*Work to complete*: Read through the entries below and return each line with the word "negative".

*Supplied material*:
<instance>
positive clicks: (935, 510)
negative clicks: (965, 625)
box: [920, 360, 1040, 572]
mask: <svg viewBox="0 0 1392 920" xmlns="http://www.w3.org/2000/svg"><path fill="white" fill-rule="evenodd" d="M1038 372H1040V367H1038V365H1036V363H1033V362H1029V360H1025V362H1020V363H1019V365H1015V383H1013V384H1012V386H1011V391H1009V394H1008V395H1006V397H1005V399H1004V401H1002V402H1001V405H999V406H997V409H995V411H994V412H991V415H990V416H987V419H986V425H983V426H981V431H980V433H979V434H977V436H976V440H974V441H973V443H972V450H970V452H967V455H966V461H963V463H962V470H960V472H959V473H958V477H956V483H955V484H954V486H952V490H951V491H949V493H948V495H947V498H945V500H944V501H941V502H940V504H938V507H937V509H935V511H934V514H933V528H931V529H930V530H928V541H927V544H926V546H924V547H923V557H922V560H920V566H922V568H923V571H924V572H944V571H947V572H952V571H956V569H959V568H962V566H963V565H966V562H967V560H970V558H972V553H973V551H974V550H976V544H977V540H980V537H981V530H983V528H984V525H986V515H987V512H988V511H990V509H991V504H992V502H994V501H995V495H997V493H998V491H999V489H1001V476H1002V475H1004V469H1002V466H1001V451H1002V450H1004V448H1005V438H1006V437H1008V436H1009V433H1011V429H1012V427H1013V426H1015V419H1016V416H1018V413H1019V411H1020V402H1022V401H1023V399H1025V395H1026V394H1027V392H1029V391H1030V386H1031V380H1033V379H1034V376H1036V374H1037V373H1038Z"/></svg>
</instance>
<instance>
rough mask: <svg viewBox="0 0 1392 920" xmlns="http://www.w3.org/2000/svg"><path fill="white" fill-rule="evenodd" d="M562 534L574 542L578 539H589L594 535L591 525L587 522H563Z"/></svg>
* * *
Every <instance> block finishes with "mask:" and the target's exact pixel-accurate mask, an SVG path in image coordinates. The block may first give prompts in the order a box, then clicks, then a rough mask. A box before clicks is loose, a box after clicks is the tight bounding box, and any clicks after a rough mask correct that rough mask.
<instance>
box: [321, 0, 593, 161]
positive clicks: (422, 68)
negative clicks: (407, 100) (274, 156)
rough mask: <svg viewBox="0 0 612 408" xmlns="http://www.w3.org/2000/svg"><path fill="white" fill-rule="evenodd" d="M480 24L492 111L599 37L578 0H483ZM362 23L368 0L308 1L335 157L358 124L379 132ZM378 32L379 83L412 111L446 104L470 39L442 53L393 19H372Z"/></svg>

*Reply to the task*:
negative clicks: (965, 625)
negative clicks: (407, 100) (274, 156)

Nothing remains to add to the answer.